[Location identification entries]
start

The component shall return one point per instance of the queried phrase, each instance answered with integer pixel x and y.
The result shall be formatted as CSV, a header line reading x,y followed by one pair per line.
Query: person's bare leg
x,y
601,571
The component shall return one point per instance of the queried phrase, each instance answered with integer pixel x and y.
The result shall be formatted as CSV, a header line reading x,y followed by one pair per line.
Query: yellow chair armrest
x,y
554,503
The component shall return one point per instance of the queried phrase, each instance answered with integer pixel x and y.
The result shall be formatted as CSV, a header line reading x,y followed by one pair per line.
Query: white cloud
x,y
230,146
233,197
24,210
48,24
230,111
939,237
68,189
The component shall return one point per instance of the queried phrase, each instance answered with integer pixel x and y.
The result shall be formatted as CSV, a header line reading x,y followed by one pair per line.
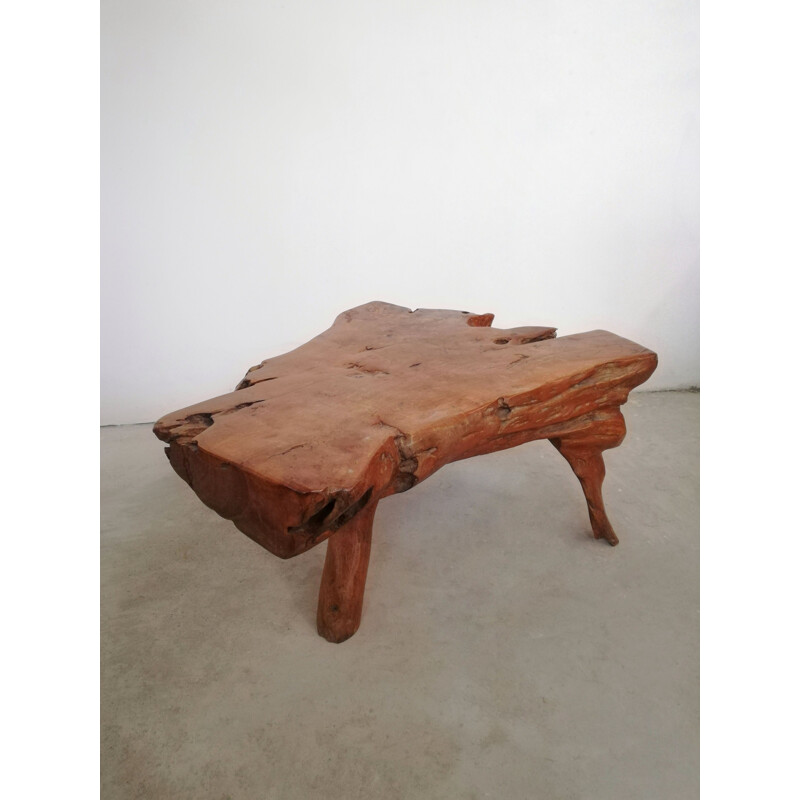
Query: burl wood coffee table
x,y
310,441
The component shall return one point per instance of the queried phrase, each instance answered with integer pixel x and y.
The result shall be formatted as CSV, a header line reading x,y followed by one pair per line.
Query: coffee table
x,y
309,442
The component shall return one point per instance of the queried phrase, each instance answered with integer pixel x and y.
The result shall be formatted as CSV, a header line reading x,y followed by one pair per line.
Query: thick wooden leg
x,y
341,593
584,453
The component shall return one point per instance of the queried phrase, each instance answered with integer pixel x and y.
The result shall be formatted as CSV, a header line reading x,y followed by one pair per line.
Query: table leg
x,y
341,593
584,453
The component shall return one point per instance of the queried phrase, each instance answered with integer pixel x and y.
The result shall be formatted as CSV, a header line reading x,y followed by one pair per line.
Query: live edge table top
x,y
380,401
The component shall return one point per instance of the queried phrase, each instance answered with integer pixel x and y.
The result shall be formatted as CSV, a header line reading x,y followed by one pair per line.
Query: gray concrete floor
x,y
503,653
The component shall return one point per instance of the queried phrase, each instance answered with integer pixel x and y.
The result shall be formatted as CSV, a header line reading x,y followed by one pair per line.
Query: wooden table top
x,y
377,403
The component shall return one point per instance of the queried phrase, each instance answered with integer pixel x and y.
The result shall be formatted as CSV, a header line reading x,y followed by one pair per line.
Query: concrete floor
x,y
503,653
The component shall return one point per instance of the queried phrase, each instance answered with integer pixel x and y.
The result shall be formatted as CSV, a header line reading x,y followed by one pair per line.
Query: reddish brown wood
x,y
310,441
341,592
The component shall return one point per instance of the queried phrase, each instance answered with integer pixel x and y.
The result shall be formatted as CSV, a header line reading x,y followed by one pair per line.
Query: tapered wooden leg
x,y
590,468
341,593
584,453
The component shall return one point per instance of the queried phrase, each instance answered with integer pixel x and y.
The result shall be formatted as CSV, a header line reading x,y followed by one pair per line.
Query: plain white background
x,y
267,165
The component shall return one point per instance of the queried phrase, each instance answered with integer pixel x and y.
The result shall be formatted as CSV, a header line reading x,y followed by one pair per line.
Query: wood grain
x,y
310,441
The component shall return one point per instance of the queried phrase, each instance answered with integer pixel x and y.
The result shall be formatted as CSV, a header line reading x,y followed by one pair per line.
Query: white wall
x,y
267,165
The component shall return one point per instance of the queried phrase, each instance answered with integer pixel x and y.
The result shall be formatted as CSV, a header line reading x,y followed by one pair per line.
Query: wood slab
x,y
309,441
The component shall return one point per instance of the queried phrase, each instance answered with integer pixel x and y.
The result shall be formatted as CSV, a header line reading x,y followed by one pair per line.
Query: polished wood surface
x,y
310,441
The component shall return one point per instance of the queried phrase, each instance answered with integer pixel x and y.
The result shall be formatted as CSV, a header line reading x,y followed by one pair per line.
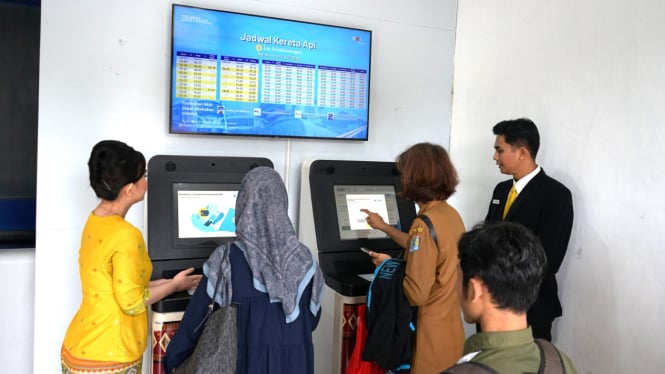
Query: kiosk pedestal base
x,y
163,328
336,332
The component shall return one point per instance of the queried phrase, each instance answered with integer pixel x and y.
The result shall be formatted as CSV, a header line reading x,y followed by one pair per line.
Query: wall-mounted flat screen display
x,y
351,221
250,75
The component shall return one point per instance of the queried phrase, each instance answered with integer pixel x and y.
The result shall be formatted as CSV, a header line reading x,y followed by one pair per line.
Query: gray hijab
x,y
281,265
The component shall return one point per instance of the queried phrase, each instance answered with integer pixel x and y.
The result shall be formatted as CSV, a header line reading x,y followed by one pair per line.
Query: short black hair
x,y
521,132
508,258
112,165
427,173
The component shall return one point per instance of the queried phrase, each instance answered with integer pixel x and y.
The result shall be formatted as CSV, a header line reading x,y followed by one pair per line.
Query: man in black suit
x,y
540,203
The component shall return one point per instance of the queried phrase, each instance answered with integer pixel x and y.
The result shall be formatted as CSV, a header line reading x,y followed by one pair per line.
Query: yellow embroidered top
x,y
112,322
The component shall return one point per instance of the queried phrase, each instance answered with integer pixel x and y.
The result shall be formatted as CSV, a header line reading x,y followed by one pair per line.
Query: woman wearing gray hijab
x,y
275,282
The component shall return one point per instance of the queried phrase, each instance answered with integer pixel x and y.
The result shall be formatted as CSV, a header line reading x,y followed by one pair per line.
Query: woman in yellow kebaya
x,y
109,332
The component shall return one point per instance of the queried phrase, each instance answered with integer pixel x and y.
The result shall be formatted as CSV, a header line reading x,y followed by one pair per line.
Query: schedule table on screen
x,y
342,87
196,76
238,80
287,83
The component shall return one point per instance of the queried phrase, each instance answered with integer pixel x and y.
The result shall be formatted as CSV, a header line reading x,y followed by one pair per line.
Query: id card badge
x,y
414,244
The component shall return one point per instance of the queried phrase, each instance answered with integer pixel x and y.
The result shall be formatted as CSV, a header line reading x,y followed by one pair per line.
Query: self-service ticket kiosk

end

§ INSTRUCTIONS FOR THE TASK
All of the material above needs to be restated exactly, with no pictures.

§ ANSWER TO THIS TASK
The component shall return one point per instance of the queried phrase, each instance answered with integer pixel x and y.
The result shall be formatted as CSV, a header line reading x,y followed by one pair per line.
Query: person's bare leg
x,y
601,571
The component shall return one point per instance of the queried phrase, each instance answered with integer pixel x and y.
The result shall be formatted as CSV, a header line reading x,y followed by one pair per line.
Query: yellow chair armrest
x,y
554,503
The component shall return one point per instance of the queried phrase, each instance answered with integer pixel x and y.
The result shall be formatted as CSV, a header line reading x,y followed by one pair per line.
Query: white cloud
x,y
230,146
233,197
24,210
48,24
230,111
939,237
68,189
The component shall return one point per instance of the queried phrase, each instance answered with integer pixel x and y.
The result shall be formatted as CSV, a header line reading x,y followed by one pair per line.
Query: burl wood coffee table
x,y
310,441
The component shall return one point per instance of the queried phrase, each instance answered with integer pixel x and y.
The result shall be formatted as CSV, a header line reading x,y followed by one pair per line.
Query: coffee table
x,y
309,442
The component shall return one point per instance of the queried phrase, each instance answered with integer pixel x and y.
The result shall be formatted as CSV, a header line reading x,y followed by one pair per line.
Query: thick wooden leg
x,y
341,593
584,453
The component shall return one point per instance of the queried phrase, each instance answered with integer pixel x and y.
The result shall be formatted as CSV, a header line reading x,y followed by one pair per line.
Query: table leg
x,y
341,593
584,453
The component shall return one point per instance of the queried phrase, each instance answered with integer pixel x and y.
The result shall be formatted as CSV, a header line reading x,y followed by one pair per line.
Query: live edge table top
x,y
380,401
The component shall return one point per instance of the queried phrase, each instance answered with integer pixel x and y.
The result shall be formatted as CSV, a header line reading x,y followed by one pair per line.
Query: gray concrete floor
x,y
503,653
The component shall return one point per instance of the queried phrase, each instance answered with integer pixel x and y.
The result shall be formatted as CSV, a header line reading x,y followed by one pair per line.
Query: wooden table top
x,y
377,403
The component shall return one point per instance of the queried phrase, each instance answered with integer pixel x and y.
The result shall be formatted as CSV, a header line reading x,y followed by one pair per line.
Query: concrete floor
x,y
503,653
The component shall return one point per instance of the queried phrase, each instance answered with integer pixel x and y.
The result shall be formatted as CSV, a header line reading x,y followed by one pair per line.
Query: reddish brown wood
x,y
310,441
341,592
The component shall return one point per instance of the queried phrase, each instance answered with integer pixel x and y.
The result shall be formatted as CSV, a header line reading x,y followed by one pair per line.
Query: tapered wooden leg
x,y
590,468
341,593
584,453
The component shall return one point per instance of the queried phrase, each instance answered with integer pixel x and y.
The result shall be formatted as CSV, a header line reading x,y followed by one pair per line.
Query: plain white background
x,y
267,165
The component shall return one point per instance of the queried phrase, each instance answered with integer pixel x and y.
The result shall be formatted as CSV, a header line reading x,y followed by one pair per line.
Query: wood grain
x,y
310,441
The component shall return one point per instance of the queried phrase, each instance answered with integer pixel x and y.
The result shall be formatted as CSV, a header line reading x,y followed by one pair per line.
Query: white wall
x,y
267,165
The component shall return one point per instance of the queried phrase, each instance answered with integer pixel x and y.
The result shall be formatted as CSV, a header line reading x,y followed by one pair per line.
Query: wood slab
x,y
309,441
The component shall return one point per instance of the queried phrase, each instance answered with integer pixel x and y.
The result shall be formatted as CSV, a header line reading x,y followed by one pair per line.
Query: polished wood surface
x,y
310,441
The component shall return one point per instance of the queried phrase, each instance answered with integer pixel x and y.
The result shall be formatted as CSV, a header line reading x,y followed by one pair per line.
Query: kiosk pedestal base
x,y
163,328
336,332
The component shall return one point per instance of the queried phrase, each instance answered with integer pixel x and y.
The result shall be formatted as CSV, a header line reading x,y followed by one pair per line.
Query: wall-mounted flat screen display
x,y
351,221
250,75
The component shall return one point per instance of the queried phrase, each instance answered with integer pixel x and y.
The result shall be formatted as CSV, a header line reading x,y followed by one pair per line.
Query: gray hijab
x,y
281,265
The component shall return one point per instance of the queried phrase, each instance answered with integer pixel x and y.
The result shall be formatted as CSV, a header line reading x,y followed by one pair per line.
Query: short black hair
x,y
521,132
508,258
112,165
427,173
The component shall return one point per instance of the queried phrase, each instance answered with integer pixel x and y.
The result shall be formatted as CSV, a header line reading x,y followed by one pair per line.
Query: man in black suit
x,y
540,203
The component shall return one point per instance of the queried phrase, each instance answered with integer pixel x and y.
The result shall be formatted as CSV, a header line reading x,y followed by one pair per line.
Query: yellow embroidered top
x,y
112,322
The component shall return one point per instance of the queried phrase, each instance answered with integer pixel x and y.
The result shall be formatted as CSV, a header line reading x,y followed by one pair per line.
Query: woman wearing gray hijab
x,y
275,282
The component shall return one point per instance of the queried phrase, each instance answered with integer pixel x and y.
The result shall be formatted as CSV, a header line reading x,y followed by one pair per line.
Query: woman in yellow kebaya
x,y
109,332
The component shall return one point per instance of the queried phrase, each instance answered with integer pixel x and y.
The result shall be formatted as CSV, a header line reading x,y followed by one pair per line.
Query: schedule table on screen
x,y
342,87
196,76
238,80
287,83
The component shall return one point per instance of the queried phrase, each instance answered with integer pixel x and y.
The result shall be formatted as CSV, a header line reading x,y followed by one pair per line.
Query: id card badge
x,y
414,244
The component shall return one point per instance of the queried phrase, each instance answered with integer pixel x and y.
The result shall be formatted as CSV, a header line reading x,y followed by one pair per line.
Query: self-service ticket kiosk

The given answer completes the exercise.